* Your goal
Each entry should be set down again verbatim, with the images omitted.

* Material for the task
· · · · ·
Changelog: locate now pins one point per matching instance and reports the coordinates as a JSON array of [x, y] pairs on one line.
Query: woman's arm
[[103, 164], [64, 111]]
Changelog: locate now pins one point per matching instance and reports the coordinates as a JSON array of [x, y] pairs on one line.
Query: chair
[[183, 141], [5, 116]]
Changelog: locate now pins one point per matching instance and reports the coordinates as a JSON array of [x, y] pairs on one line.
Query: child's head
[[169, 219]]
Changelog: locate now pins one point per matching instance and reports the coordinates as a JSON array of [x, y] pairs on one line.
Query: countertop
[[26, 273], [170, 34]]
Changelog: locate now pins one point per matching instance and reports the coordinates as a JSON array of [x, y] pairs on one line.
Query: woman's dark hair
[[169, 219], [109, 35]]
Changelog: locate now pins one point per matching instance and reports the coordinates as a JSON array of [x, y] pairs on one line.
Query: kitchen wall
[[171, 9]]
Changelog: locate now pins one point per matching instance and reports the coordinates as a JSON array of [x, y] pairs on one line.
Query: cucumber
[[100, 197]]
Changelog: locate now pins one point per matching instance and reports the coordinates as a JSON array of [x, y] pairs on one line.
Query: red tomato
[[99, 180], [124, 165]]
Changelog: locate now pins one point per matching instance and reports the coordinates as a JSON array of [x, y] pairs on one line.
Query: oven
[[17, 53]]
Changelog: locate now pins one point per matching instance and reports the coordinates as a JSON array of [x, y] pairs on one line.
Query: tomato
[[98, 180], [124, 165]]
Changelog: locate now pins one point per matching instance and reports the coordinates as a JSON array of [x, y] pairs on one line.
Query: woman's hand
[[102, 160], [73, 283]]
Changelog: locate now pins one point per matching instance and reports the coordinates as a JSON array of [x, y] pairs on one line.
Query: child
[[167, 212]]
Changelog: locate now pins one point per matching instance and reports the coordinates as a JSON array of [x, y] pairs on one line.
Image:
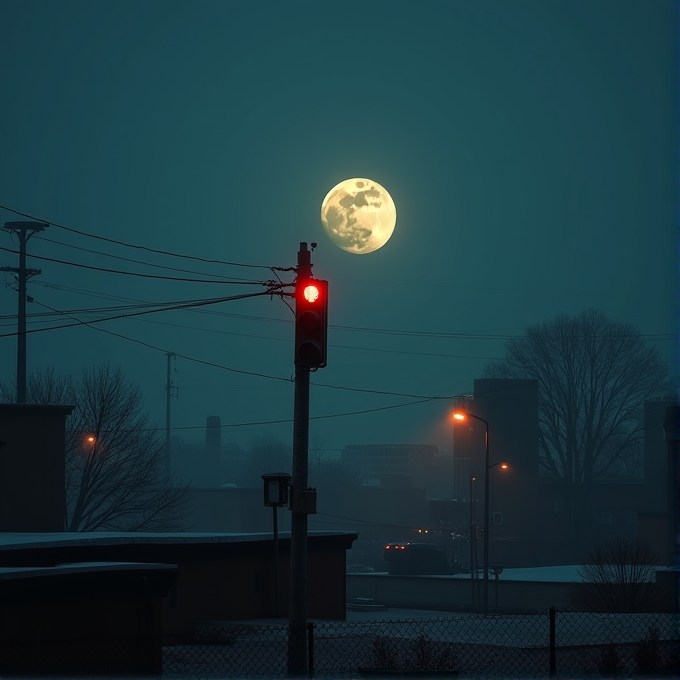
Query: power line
[[145, 276], [189, 305], [127, 259], [138, 247]]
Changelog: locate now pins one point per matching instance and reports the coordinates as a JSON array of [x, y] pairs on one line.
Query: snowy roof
[[81, 568], [10, 541]]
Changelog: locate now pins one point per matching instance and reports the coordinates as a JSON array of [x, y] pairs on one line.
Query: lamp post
[[473, 543], [485, 592]]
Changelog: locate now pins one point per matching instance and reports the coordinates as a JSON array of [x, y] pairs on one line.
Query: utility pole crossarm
[[23, 230]]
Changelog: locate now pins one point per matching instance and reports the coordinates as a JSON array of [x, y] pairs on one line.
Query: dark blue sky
[[530, 148]]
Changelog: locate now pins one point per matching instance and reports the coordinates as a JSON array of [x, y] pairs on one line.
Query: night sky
[[530, 148]]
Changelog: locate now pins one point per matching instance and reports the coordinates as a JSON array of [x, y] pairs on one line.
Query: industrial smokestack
[[213, 437]]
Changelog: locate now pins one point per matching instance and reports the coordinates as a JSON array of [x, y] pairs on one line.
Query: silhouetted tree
[[116, 475], [594, 376], [617, 577]]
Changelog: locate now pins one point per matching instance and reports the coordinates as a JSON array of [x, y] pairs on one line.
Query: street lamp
[[473, 544], [461, 416]]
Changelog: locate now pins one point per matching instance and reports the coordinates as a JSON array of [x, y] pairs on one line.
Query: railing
[[548, 643]]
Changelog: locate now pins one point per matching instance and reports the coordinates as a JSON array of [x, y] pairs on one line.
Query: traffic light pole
[[297, 627]]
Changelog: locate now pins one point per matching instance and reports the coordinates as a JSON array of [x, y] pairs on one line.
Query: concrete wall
[[221, 576], [32, 466], [82, 619]]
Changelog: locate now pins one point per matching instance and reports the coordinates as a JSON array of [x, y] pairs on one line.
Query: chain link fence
[[566, 644]]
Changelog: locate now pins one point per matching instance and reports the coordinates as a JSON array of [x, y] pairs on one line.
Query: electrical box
[[276, 488]]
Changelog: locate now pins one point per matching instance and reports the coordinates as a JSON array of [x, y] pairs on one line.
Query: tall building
[[404, 465]]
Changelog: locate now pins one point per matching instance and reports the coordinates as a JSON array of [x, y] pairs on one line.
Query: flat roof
[[15, 541]]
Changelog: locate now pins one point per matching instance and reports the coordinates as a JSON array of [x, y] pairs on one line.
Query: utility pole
[[168, 394], [24, 230], [297, 627]]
· · · · ·
* Output of the exercise
Changelog: locate now pins one point per matching instance and reports the coordinates as a JSON array of [x, y] pairs on one line.
Query: woman's arm
[[103, 164], [64, 111]]
Changelog: locate now pins one point per matching instance and reports the coordinates as a JSON array of [x, y] pairs on one line.
Query: chair
[[183, 141], [5, 116]]
Changelog: locate now pins one point per matching instance and reports the coordinates as a JSON array of [x, y] pairs on one line.
Query: child's head
[[169, 219]]
Changelog: locate now pins one point per matching instance and reports the coordinates as a JSON array of [x, y] pairs on one line.
Query: countertop
[[26, 273], [170, 34]]
Changelog: locate now pins one point per matching instance and reports the coordinates as a JSON array of [x, y] pairs on one line.
Query: woman's dark hair
[[169, 219], [109, 35]]
Changelog: locate now pins one point per matching instance and reports the coordinates as a JSON array of [x, y] pairs on one line.
Query: kitchen wall
[[171, 9]]
Changelog: locate now pins one point per matching instance and reports the coordinates as a JSON array of [x, y] pairs on one line.
Query: cucumber
[[100, 197]]
Changelog: locate now pins one point per matching instance and reports the coordinates as a JSON array of [x, y] pairs on one line.
Query: red tomato
[[99, 180], [124, 165]]
Changelog: locate now pins one point per matching instance and reports the coordinates as a JSON array of [x, y] pairs on one line.
Query: oven
[[17, 53]]
Changelog: locate now pins one point per matching instance and reports the coordinates as a JSON array of [x, y] pairs on one line.
Query: tomato
[[98, 180], [124, 165]]
Changelog: locate now pins one point per matching instance and reports the coordinates as a JSON array of [x, y] pairs on one line.
Query: woman's hand
[[102, 160], [73, 283]]
Changelog: locate now pins one point per matching instance and reports the coordinates as a JSON array of [x, y] pairs on one line.
Query: child
[[167, 212]]
Changelog: locate now pins one point per matching instance and reports the coordinates as a JSON array of [x, y] pairs on one line.
Image:
Query: power line
[[145, 276], [189, 305], [127, 259], [138, 247]]
Changelog: locate now pins one point per matching instance and reports the coordinates as a JSON array of [x, y] pairs on one line.
Query: snowy roof
[[81, 568], [10, 541]]
Changelog: locate now pins one point per matching instance and reports the coordinates as a JSON array of [x, y] pairs on one line.
Query: lamp post
[[473, 543], [485, 592]]
Changelog: locate now pins one point per matching instance and reports the coordinates as a JSON array of [x, y] pairs on one line.
Query: utility pole crossarm
[[23, 230]]
Changelog: locate now pins one point per matching instance and reports the coordinates as a JSON array of [x, y] pairs on one line.
Query: dark blue sky
[[530, 148]]
Changelog: locate now pins one point per matching instance and reports the coordinates as a JSON array of [x, y] pairs on one line.
Query: night sky
[[530, 148]]
Changelog: locate now pins one point per matching instance and reports the coordinates as a JSON array of [x, y] pairs on one line.
Query: industrial smokestack
[[213, 437]]
Changelog: locate now pins one point per matching instance and reports the coordinates as a JSON array of [x, y] pairs on one line.
Query: silhouetted tree
[[116, 475], [594, 376], [617, 577]]
Changelog: locate now pins one point per matching instance and reports the coordinates as a JSON array of [x, y] pairs on one line.
Query: street lamp
[[473, 544], [461, 416]]
Changelog: locate now pins one point per matching instance and reports the coordinates as a JSON array of [x, y] pairs on one line.
Query: railing
[[548, 643]]
Changelog: locate now pins one point per matching instance and reports the coordinates as a JSON array of [x, y] pairs on one line.
Query: traffic light pole
[[297, 627]]
Changelog: locate now pins one point per matching instance and reports the coordinates as a JSON array of [x, y] pairs on one line.
Query: concrete wall
[[221, 576], [32, 466], [82, 619]]
Changelog: locate now pins one point per matching instance and reports the coordinates as a JSON array of [x, y] pairs on one line.
Query: chain link fence
[[566, 644]]
Changelog: locate now pins one point per matching instance and reports the coordinates as a JSON array of [x, y] pairs on one line.
Query: electrical box
[[276, 488]]
Changelog: locate now pins one point per matching instance and reports the coordinates as a JSON array of [x, y] pairs on one line.
Query: tall building
[[404, 465]]
Changelog: locate now pins one point per matching instance and reports the coordinates as a JSON array of [x, y] pairs on one line.
Query: flat roof
[[15, 541]]
Changelog: locate now pins one point per matching instance and reports the coordinates as a JSON array of [x, y] pairs on one line.
Query: utility pole
[[168, 394], [24, 230], [297, 627]]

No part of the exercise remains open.